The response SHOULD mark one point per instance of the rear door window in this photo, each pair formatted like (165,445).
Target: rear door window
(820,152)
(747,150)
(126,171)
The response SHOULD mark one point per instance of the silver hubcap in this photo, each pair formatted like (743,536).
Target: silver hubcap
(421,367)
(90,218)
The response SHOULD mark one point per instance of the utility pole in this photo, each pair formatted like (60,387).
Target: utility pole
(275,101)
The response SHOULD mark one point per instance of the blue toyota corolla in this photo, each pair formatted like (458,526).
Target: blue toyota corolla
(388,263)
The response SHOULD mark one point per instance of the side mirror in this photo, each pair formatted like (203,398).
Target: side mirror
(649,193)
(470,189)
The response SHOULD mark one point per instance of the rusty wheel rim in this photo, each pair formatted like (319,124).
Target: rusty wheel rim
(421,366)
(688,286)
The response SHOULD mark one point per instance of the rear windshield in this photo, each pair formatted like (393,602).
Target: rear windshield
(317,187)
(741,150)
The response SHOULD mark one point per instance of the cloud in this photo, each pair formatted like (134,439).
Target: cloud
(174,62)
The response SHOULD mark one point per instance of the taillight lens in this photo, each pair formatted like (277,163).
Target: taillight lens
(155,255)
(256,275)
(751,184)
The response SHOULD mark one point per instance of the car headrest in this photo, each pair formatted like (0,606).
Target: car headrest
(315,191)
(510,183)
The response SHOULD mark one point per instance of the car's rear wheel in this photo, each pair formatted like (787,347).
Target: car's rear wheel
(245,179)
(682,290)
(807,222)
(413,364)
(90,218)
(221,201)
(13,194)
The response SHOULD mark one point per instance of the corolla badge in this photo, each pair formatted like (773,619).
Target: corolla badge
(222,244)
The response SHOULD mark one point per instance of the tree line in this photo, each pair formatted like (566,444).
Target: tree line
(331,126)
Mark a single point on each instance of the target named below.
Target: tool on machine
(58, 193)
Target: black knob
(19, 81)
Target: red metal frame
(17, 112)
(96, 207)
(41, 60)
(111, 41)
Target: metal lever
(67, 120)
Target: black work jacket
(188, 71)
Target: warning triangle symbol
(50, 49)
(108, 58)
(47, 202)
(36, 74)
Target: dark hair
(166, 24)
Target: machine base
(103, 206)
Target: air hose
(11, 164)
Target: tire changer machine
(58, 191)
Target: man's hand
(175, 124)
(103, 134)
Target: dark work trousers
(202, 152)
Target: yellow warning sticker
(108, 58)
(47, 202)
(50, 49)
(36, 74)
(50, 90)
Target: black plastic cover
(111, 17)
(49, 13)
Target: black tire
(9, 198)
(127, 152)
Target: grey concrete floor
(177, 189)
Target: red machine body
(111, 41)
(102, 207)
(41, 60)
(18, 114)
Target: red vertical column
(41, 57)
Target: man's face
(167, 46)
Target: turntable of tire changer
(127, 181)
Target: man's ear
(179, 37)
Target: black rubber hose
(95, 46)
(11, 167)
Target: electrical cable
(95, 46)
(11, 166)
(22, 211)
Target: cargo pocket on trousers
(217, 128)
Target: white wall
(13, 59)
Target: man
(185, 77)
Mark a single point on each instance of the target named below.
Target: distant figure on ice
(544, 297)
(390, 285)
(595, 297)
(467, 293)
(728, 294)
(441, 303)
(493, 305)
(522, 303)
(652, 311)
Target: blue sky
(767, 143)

........

--- ABOUT THIS EXERCISE ---
Without leaving out a single line, retype the material above exactly.

--- SOLUTION ---
The response SHOULD mark one point per instance of the rear door window in this photo, each pair formatted like (165,445).
Target: rear door window
(820,152)
(747,150)
(126,171)
The response SHOULD mark one point per instance of the silver hubcap in this photo, each pair formatted like (743,536).
Target: silver hubcap
(421,367)
(90,218)
The response SHOULD mark one point per instance of the utility pole in this photo, each pair formatted like (60,387).
Target: utility pole
(275,101)
The response SHOULD mark one point per instance of the blue toyota corolla in this photo, each pair formatted like (458,526).
Target: blue toyota corolla
(388,263)
The response SHOULD mark one point per instance of the side mirror in this photo, each pair formatted like (203,398).
Target: side mirror
(649,193)
(470,189)
The response SHOULD mark one point per instance of the rusty wheel rim in this photo, each pair formatted like (319,124).
Target: rusty wheel rim
(421,366)
(688,286)
The response SHOULD mark one point per instance of the rear windshield in this photo, each pair formatted like (393,602).
Target: rear windshield
(317,187)
(741,150)
The response SHOULD mark one point per instance of the cloud in this photo, each pair formatted like (134,439).
Target: cloud
(174,62)
The response SHOULD mark one point per instance of the taillight lens in this photo, each pair formatted like (277,163).
Target: taillight lens
(155,255)
(256,275)
(751,184)
The response SHOULD mark one point per instance of the car headrest in this photo, each pair formatted like (0,606).
Target: car headrest
(315,191)
(510,183)
The response SHOULD mark one point per instance of the car's rear wheel in this photo, each pair formatted like (787,347).
Target: car's rear wheel
(245,179)
(682,290)
(807,222)
(413,364)
(90,218)
(221,201)
(13,194)
The response SHOULD mark one point per instance of the corolla badge in this photo, each pair formatted like (773,619).
Target: corolla badge
(222,244)
The response SHOULD mark one point per instance of the tree line in this photo, each pair formatted like (566,444).
Target: tree line
(331,126)
Mark a single point on each instance of the target named below.
Target: tool on machine
(58, 193)
Target: black knob
(19, 81)
Target: red metal frame
(17, 112)
(96, 207)
(41, 60)
(111, 41)
Target: metal lever
(67, 120)
Target: black work jacket
(188, 71)
Target: warning triangle symbol
(50, 49)
(108, 58)
(47, 202)
(36, 74)
Target: dark hair
(166, 24)
Target: machine base
(103, 206)
Target: air hose
(11, 164)
Target: tire changer machine
(58, 191)
Target: man's hand
(175, 124)
(103, 134)
Target: dark work trousers
(202, 152)
Target: yellow warning sticker
(108, 58)
(47, 202)
(50, 49)
(36, 74)
(50, 90)
Target: black plastic cover
(111, 17)
(49, 13)
Target: black tire
(9, 198)
(127, 152)
Target: grey concrete floor
(177, 189)
Target: red machine body
(111, 41)
(102, 207)
(41, 60)
(18, 114)
Target: red vertical column
(41, 57)
Target: man's face
(167, 46)
Target: turntable of tire changer
(127, 181)
Target: man's ear
(179, 37)
Target: black rubber hose
(95, 46)
(11, 167)
Target: electrical cable
(95, 46)
(11, 166)
(22, 211)
Target: cargo pocket on trousers
(217, 128)
Target: white wall
(13, 59)
Target: man
(185, 77)
Mark a single point on each instance of the target named below.
Target: distant figure on ice
(544, 297)
(390, 285)
(595, 297)
(467, 293)
(728, 294)
(441, 303)
(493, 305)
(522, 303)
(652, 311)
Target: blue sky
(767, 143)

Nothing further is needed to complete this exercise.